Sébastien Smirou
MY LORENZO
translated from the French by Andrew Zawacki
Poetry, 120 pages, offset, smyth-sewn
ISBN 978-1-936194-08-7 original paperback $14
Publication date: May 15, 2012
MY LORENZO is an elegant, funny, often sad meditation on the fifteenth-century Italian statesman, art patron, and poet Lorenzo de Medici. Obliquely and eccentrically narrated, it is as concerned with physical arrangement as it is with linguistic ambiguity and matters philosophical, political, and sentimental. MY LORENZO is striking visually for its justified stanzas and tableau-like shape. Reading the book is akin to touring the Uffizi, its Renaissance paintings hung meticulously on the walls.
MY LORENZO combines traditional form with an unapologetically modern idiom that draws on pop culture and shuttles vertiginously between theoryspeak and speakeasy slang.
(This work, published as part of a program providing publication assistance, received financial support from the French Ministry of Foreign Affairs, the Cultural Services of the French Embassy in the United States and FACE [French American Cultural Exchange]).

*Data records:*

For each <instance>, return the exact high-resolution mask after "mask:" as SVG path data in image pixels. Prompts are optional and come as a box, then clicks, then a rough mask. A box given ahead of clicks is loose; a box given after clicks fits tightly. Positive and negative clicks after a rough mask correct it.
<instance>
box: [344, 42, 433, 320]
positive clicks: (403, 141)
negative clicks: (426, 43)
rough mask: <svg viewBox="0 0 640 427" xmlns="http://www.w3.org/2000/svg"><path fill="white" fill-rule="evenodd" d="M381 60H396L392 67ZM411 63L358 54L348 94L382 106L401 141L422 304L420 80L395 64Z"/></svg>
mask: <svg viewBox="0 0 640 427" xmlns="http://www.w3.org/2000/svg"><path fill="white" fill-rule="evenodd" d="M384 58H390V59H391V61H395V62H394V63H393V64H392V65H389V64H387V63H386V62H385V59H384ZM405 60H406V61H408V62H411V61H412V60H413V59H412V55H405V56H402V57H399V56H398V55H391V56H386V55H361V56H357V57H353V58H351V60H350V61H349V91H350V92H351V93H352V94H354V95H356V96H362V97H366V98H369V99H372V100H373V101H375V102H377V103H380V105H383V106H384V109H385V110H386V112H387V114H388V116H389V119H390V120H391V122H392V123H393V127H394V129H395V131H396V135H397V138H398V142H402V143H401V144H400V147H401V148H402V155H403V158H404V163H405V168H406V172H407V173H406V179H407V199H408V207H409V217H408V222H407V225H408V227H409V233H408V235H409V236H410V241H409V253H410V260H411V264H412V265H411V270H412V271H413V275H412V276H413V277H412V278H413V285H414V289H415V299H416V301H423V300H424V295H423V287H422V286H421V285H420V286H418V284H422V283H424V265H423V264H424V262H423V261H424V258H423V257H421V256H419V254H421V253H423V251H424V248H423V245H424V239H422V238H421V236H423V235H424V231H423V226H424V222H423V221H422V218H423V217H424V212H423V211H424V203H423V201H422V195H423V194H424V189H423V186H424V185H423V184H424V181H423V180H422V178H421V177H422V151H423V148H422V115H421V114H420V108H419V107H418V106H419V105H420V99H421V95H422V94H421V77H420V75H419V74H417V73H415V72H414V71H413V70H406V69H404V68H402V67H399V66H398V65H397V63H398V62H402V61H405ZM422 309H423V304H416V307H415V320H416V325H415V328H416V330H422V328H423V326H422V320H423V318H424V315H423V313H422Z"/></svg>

*Check your understanding:*
1 - Please answer these questions from the MY LORENZO description:
(a) Who translated the book from the French?
(b) On what date was it published?
(c) What historical figure is the book a meditation on?
2 - Using the MY LORENZO description, explain why the book is called visually striking.
3 - Carry on the MY LORENZO description from its final sentence.

*Responses to the exercise:*
1 -
(a) Andrew Zawacki
(b) May 15, 2012
(c) Lorenzo de Medici, the fifteenth-century Italian statesman, art patron, and poet

2 - The book is visually striking for its justified stanzas and tableau-like shape.

3 -
Sébastien Smirou is the author of three volumes of poetry, all published by P.O.L.: UN TEMPS POUR S’ÉTREINDRE UN TEMPS POUR SE SÉPARER (2011), BEAU VOIR (2008), and our present volume, MON LAURENT (2003). Smirou is a psychoanalyst, with a specialization in working with troubled children. He lives in Montrouge, on the outskirts of Paris.
Andrew Zawacki is the author of three poetry books—PETALS OF ZERO PETALS OF ONE (Talisman House), ANABRANCH (Wesleyan), and BY REASON OF BREAKINGS (Georgia). Coeditor of VERSE, editor of AFTERWARDS: SLOVENIAN WRITING 1945-1995 (White Pine), he has also co-translated Aleš Debeljak’s WITHOUT ANESTHESIA (forthcoming from Persea). He teaches at the University of Georgia.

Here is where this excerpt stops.